Retype the following lines exactly, from the line with "Task: locate the green goalkeeper shorts" up to and including the line with "column 693, row 329", and nothing else.
⟨
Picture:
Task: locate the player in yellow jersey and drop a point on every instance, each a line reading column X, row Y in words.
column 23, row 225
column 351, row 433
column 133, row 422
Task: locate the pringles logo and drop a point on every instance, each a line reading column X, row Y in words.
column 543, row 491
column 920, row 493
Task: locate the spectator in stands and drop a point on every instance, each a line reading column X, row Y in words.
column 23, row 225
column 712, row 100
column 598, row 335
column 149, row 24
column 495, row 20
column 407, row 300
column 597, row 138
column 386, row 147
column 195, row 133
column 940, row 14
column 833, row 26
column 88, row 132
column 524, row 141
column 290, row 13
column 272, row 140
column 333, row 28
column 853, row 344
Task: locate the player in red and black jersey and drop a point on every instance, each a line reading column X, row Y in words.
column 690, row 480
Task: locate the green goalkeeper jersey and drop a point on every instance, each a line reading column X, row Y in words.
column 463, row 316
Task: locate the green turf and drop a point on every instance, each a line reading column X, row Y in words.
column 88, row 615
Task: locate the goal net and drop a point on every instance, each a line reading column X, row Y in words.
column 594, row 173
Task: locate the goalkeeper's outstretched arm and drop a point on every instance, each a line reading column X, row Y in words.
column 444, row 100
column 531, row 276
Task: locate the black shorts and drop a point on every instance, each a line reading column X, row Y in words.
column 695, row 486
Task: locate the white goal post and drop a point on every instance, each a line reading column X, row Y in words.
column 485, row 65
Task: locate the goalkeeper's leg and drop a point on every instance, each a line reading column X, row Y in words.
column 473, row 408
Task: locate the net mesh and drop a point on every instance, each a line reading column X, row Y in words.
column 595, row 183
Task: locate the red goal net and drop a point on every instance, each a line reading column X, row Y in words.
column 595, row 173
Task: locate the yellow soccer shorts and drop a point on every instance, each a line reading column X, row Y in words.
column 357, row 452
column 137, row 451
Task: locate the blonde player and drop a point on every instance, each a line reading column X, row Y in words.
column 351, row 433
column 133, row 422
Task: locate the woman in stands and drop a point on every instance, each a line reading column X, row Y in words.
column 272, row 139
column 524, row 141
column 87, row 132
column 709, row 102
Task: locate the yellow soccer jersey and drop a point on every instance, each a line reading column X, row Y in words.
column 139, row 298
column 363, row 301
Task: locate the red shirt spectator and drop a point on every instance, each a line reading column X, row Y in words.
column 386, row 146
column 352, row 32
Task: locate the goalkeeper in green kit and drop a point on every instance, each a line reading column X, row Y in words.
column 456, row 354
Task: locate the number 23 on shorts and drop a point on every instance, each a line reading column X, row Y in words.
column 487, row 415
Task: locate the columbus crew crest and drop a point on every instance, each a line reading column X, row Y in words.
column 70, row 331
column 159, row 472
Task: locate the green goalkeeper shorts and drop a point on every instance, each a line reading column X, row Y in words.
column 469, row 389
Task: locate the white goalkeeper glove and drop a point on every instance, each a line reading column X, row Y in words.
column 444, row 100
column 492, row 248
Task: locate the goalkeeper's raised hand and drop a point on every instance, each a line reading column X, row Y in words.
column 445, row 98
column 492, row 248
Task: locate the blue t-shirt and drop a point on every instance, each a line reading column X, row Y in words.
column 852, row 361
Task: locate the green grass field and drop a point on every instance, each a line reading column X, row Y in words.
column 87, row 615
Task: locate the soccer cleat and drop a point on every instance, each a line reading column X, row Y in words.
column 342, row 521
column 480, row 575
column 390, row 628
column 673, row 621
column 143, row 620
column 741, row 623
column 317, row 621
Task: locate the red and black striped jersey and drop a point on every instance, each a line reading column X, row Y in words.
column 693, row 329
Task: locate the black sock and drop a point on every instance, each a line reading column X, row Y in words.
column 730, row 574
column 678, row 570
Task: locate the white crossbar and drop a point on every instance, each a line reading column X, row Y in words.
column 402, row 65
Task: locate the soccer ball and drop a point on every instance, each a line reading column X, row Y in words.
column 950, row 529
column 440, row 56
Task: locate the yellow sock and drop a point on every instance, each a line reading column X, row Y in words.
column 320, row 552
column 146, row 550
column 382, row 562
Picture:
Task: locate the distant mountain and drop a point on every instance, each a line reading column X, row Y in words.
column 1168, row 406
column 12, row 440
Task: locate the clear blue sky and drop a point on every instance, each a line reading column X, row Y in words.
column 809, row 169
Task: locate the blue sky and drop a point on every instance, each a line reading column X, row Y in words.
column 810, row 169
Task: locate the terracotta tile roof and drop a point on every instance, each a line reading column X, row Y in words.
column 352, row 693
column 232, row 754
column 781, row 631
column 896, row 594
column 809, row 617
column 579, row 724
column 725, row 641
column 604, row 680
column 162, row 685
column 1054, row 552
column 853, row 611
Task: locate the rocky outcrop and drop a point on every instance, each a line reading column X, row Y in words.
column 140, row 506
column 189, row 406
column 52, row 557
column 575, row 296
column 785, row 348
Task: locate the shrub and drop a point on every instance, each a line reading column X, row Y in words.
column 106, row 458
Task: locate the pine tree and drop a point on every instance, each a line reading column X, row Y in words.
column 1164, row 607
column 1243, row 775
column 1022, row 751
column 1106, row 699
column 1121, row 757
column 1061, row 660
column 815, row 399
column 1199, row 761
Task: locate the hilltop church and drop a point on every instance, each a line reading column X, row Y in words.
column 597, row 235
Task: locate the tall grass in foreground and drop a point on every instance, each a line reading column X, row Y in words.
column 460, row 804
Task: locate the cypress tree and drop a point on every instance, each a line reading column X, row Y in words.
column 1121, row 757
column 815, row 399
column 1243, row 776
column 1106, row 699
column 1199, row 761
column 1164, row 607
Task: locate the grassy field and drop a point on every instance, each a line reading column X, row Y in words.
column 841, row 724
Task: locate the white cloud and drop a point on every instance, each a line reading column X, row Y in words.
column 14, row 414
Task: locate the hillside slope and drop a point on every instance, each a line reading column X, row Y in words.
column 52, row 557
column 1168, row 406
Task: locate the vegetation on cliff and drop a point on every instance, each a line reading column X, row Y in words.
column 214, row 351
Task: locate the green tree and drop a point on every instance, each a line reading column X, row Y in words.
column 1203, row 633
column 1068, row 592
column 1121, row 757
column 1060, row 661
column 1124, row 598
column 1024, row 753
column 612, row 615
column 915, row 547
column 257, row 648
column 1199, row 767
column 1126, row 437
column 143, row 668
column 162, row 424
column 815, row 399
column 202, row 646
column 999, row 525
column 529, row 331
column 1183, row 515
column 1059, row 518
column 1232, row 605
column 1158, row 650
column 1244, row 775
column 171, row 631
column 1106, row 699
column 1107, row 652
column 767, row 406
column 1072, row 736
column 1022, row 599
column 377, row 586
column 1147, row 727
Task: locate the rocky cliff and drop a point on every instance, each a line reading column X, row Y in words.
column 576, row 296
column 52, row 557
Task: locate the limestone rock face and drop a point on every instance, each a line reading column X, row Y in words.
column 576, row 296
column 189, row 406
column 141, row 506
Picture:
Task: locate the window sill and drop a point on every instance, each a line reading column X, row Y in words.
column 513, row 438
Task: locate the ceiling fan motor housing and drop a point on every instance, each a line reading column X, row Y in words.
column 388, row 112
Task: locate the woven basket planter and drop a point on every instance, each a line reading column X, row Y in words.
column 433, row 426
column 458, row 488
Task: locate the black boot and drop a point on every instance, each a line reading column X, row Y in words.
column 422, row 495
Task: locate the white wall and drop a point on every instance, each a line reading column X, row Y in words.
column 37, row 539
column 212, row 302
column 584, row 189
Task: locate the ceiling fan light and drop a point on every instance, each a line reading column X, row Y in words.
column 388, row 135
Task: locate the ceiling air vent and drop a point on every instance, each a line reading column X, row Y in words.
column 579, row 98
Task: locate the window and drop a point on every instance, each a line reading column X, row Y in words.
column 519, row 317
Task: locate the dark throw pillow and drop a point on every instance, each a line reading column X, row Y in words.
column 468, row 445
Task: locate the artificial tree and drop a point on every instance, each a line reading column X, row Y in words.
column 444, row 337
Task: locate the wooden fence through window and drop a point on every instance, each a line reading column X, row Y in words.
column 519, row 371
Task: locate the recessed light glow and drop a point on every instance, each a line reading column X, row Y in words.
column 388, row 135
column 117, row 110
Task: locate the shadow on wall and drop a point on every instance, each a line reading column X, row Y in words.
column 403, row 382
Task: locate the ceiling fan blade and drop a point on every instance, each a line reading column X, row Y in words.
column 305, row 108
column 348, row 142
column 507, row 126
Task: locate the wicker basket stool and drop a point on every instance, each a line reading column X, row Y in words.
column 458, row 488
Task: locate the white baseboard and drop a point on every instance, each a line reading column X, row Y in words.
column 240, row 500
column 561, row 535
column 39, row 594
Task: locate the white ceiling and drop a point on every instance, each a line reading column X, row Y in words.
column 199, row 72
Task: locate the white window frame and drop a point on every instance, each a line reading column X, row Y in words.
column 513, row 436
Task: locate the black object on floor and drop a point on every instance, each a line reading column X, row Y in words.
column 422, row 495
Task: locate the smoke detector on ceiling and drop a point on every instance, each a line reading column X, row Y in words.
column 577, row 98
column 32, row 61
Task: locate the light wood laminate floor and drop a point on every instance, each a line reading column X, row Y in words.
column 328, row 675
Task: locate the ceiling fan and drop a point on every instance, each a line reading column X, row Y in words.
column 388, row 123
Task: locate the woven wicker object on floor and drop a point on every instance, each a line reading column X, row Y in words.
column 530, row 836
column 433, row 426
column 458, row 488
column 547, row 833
⟩
[Response to the task]
Task: locate the green goalkeeper shorts and drop a point on every instance, each a line reading column X, row Y in words.
column 469, row 389
Task: locate the white goalkeeper glove and drop a point on every instance, each a line reading column X, row Y in words.
column 444, row 100
column 492, row 248
Task: locate the goalkeeper's raised hand and drop a point on every instance, each a line reading column X, row Y in words.
column 445, row 98
column 492, row 248
Task: locate the blue t-shirt and drop a point on every instance, each a line reading column X, row Y in words.
column 852, row 361
Task: locate the green grass field and drop a point on every instance, each a line reading column X, row Y in words.
column 87, row 615
Task: locate the soccer cleat and drop a point on every instance, each a line reading column X, row Y in words.
column 342, row 521
column 480, row 575
column 390, row 628
column 673, row 621
column 143, row 620
column 741, row 623
column 317, row 621
Task: locate the red and black striped jersey and drop a point on every instance, each a line reading column X, row Y in words.
column 693, row 329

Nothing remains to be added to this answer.